▶ _What to do_
Take the line containing "Objective: provide one point per instance of the windowsill." and every line after it in the data below, and print them exactly as given, with nothing else.
═══ Available data
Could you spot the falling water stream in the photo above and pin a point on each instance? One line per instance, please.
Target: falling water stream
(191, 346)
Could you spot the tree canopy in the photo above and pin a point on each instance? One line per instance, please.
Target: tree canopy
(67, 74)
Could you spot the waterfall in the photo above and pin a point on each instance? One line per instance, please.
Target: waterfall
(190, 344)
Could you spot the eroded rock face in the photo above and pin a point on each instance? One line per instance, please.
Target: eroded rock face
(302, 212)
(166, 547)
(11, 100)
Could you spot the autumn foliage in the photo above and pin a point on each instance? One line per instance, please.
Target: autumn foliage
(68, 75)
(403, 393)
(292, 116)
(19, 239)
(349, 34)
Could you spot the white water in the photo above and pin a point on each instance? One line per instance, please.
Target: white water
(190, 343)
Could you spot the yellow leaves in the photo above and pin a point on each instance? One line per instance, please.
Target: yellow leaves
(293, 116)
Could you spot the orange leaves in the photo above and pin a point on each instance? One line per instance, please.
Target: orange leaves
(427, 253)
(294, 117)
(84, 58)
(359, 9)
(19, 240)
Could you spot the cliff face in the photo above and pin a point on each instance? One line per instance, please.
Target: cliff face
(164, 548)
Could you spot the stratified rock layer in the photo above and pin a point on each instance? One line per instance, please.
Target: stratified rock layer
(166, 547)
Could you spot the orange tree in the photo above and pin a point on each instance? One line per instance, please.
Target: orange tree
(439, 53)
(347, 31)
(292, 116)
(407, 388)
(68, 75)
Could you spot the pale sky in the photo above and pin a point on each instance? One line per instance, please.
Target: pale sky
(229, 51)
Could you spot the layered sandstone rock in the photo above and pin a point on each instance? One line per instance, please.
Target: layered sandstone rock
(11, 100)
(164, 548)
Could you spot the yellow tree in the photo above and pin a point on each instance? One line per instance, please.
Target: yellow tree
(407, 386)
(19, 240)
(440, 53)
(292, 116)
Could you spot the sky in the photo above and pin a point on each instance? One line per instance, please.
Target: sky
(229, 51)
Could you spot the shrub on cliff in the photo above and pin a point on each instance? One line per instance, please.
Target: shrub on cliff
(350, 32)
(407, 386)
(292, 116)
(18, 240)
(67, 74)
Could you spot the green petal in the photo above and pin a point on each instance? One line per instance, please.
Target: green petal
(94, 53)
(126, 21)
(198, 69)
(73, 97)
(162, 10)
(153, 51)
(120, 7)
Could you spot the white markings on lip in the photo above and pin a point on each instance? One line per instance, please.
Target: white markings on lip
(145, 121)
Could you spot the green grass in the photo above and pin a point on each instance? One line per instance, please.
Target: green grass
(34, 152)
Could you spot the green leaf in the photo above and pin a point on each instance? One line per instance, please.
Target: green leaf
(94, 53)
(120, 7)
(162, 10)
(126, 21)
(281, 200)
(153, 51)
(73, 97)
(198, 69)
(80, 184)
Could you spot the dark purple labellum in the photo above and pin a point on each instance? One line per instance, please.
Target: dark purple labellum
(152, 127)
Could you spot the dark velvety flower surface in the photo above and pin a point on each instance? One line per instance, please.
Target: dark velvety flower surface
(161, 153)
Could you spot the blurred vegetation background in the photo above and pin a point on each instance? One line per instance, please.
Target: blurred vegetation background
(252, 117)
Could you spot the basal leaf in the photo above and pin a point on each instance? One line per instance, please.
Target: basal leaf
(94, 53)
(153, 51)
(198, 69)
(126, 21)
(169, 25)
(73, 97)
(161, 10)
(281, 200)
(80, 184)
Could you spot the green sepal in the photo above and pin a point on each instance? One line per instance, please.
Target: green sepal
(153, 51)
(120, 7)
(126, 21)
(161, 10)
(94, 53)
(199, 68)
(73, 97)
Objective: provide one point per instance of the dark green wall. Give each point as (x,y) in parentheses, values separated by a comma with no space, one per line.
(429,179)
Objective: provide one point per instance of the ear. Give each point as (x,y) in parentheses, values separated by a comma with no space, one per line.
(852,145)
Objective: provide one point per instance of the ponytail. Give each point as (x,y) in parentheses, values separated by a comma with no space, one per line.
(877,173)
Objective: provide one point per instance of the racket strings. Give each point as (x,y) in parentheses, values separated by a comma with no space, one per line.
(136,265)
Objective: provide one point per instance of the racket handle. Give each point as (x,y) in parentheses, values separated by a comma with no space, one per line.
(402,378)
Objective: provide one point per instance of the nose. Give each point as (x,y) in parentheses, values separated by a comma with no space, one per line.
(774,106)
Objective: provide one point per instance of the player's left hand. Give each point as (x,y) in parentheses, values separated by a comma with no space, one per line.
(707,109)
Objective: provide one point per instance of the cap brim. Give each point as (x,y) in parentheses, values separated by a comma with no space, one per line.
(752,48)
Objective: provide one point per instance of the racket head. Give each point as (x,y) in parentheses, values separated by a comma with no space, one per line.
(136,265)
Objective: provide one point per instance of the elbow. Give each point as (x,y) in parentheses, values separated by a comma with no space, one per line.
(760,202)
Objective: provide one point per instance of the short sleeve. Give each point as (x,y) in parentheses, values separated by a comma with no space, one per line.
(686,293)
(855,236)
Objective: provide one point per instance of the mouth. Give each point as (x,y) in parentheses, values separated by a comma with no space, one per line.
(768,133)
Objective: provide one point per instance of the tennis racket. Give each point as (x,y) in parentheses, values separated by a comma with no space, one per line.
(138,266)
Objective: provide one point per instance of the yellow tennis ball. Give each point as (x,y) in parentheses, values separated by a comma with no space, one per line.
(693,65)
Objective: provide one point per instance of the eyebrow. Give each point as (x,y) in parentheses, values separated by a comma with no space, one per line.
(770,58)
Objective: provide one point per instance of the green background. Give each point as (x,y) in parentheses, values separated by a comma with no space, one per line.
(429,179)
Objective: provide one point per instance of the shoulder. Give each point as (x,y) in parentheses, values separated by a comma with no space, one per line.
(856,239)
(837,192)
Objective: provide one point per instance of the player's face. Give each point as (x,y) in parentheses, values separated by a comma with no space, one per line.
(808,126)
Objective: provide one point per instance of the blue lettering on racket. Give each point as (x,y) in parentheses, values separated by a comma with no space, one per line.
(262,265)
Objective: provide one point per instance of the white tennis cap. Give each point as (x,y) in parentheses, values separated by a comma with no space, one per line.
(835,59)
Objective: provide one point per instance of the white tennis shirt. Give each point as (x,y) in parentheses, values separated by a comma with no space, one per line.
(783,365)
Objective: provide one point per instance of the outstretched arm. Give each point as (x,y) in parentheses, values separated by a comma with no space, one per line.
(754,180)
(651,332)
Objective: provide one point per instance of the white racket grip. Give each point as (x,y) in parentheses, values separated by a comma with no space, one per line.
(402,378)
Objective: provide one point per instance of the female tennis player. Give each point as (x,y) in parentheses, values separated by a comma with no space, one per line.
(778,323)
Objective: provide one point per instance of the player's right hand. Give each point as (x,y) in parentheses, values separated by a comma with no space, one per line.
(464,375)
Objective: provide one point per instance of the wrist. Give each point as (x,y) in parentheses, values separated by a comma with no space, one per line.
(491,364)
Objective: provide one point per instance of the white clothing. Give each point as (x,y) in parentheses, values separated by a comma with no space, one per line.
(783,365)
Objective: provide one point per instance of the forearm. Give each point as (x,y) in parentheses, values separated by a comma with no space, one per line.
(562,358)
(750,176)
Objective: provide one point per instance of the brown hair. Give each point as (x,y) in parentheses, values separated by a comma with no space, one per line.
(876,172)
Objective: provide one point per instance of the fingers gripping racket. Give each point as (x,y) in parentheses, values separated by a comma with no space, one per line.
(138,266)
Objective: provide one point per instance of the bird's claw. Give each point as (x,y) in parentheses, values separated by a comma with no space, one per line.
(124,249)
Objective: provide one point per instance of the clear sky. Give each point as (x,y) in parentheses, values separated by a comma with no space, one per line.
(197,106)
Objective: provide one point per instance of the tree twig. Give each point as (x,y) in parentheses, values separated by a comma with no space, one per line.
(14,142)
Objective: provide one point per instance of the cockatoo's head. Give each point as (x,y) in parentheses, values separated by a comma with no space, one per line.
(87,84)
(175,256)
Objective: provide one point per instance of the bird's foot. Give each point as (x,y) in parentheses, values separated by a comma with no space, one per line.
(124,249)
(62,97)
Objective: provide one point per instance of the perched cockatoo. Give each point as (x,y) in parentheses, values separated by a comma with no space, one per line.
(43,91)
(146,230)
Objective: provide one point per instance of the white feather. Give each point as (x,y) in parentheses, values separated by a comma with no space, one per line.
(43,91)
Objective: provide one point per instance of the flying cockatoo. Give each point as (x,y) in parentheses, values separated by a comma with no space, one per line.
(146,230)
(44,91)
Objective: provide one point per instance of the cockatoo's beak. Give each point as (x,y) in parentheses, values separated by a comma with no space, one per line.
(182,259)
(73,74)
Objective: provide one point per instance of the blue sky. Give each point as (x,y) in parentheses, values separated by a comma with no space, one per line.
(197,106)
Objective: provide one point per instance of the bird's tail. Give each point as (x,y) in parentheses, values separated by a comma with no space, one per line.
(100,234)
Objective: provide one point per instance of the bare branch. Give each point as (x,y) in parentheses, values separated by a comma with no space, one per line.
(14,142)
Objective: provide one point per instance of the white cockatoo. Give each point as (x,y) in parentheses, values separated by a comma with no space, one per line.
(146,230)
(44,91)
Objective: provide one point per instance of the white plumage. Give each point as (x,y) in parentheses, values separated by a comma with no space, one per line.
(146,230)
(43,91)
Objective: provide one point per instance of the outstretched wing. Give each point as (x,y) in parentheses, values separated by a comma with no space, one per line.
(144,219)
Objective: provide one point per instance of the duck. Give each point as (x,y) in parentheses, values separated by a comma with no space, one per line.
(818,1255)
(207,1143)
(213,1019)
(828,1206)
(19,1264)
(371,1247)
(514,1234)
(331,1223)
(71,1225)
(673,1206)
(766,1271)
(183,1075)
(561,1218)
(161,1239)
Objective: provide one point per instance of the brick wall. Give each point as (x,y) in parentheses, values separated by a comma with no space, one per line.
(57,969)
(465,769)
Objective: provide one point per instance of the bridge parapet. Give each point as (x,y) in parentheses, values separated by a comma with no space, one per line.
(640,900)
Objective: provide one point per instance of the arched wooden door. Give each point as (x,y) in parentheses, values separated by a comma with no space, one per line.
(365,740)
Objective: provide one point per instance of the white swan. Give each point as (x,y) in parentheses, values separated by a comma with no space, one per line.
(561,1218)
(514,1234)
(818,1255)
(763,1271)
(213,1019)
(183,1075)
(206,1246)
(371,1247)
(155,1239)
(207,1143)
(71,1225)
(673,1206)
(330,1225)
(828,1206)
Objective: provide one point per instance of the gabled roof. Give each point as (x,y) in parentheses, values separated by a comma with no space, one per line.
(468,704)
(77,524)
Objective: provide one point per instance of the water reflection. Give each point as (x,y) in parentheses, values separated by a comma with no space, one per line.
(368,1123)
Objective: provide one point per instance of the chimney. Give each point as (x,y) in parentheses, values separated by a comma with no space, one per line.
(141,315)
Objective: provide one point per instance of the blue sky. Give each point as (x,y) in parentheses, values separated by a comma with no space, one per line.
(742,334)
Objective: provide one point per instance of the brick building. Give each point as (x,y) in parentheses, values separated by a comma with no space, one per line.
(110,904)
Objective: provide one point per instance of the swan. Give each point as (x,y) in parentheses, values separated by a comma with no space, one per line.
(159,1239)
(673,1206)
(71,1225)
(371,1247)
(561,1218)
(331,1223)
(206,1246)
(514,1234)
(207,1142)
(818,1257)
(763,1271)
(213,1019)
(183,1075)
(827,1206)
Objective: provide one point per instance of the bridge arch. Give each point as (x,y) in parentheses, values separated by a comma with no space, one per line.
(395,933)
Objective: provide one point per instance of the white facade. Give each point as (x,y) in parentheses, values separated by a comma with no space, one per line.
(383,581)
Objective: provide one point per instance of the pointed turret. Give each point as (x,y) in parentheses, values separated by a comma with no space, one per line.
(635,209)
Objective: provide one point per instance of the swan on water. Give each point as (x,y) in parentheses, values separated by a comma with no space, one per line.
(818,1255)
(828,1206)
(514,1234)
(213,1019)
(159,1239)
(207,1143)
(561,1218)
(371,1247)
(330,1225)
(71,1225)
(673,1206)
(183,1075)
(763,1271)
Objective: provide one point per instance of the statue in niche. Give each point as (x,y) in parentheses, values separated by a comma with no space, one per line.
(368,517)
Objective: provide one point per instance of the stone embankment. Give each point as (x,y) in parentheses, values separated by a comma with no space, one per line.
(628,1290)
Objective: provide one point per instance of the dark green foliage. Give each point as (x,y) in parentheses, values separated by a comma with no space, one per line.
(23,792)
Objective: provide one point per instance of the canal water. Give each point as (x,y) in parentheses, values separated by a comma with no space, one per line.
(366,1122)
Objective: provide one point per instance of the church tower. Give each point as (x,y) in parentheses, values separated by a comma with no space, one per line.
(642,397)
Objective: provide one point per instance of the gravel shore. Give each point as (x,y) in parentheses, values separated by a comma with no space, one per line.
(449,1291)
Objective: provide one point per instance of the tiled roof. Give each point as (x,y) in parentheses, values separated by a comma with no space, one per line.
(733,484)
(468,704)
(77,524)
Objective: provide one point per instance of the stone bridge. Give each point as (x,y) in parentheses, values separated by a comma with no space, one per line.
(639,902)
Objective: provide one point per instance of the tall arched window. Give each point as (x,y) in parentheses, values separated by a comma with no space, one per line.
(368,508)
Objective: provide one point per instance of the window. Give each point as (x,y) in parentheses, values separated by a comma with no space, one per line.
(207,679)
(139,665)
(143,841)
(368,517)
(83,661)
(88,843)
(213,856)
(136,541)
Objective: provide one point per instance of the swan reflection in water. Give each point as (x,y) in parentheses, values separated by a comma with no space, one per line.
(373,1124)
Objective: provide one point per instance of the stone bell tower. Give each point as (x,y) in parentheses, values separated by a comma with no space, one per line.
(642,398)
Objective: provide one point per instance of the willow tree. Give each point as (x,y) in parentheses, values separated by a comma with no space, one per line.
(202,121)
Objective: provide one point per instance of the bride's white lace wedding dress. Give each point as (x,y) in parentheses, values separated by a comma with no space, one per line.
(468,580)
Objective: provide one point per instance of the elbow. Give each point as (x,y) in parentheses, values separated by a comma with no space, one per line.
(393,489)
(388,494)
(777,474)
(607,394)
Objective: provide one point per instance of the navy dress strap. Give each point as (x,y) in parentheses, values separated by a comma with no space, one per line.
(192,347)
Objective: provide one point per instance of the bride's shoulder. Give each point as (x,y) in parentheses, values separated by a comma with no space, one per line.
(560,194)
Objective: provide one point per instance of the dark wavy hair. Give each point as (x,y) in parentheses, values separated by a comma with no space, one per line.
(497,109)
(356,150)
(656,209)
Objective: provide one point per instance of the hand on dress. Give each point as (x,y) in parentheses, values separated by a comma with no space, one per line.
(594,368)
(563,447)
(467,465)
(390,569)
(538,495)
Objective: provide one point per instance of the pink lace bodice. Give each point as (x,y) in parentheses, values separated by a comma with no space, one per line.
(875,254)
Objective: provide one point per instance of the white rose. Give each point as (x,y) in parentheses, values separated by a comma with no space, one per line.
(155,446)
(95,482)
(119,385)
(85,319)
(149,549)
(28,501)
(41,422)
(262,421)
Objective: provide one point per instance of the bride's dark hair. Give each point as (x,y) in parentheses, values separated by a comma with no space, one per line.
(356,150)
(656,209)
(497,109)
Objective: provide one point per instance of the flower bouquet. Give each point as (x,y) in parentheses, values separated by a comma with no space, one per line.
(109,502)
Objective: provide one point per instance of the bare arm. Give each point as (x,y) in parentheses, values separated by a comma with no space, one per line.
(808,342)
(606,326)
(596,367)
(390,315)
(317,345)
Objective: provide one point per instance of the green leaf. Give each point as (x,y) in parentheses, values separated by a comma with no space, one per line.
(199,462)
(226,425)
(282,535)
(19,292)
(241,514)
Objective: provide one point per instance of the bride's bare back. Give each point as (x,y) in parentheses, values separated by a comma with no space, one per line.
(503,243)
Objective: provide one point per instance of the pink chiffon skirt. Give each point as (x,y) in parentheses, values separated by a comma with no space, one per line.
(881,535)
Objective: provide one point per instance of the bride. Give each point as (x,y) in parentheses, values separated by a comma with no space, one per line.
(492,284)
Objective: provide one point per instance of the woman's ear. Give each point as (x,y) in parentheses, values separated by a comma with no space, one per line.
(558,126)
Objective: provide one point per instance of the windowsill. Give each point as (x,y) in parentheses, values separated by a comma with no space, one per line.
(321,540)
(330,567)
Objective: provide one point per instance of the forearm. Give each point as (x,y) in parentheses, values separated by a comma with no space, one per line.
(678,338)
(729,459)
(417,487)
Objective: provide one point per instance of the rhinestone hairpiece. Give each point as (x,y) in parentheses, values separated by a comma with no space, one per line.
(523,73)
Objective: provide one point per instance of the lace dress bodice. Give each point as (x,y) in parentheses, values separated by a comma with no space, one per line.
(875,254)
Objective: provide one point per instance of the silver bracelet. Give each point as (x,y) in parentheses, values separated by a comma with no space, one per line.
══════
▶ _Complete response_
Objective: provide one point per instance of the windowsill. Give each point as (x,y) in parentheses, values separated by a comma with no space, one per line.
(321,540)
(330,567)
Objective: provide one point per instance of the forearm. Give each point as (x,y) in parentheses, values separated by a comma with no space, one per line.
(678,338)
(729,459)
(417,487)
Objective: provide one point per instance of the rhinestone hairpiece. Give each point as (x,y) in parentheses, values separated by a comma with no space, one per line.
(523,73)
Objective: provide one point per instance of the lace dress bodice. Give each point as (x,y) in parentheses, values separated by a comma with no space, one per line.
(875,254)
Objective: provide one point per instance of the silver bracelet. Give each point as (x,y) in parentheses, values separated by a comma with no space, one per line.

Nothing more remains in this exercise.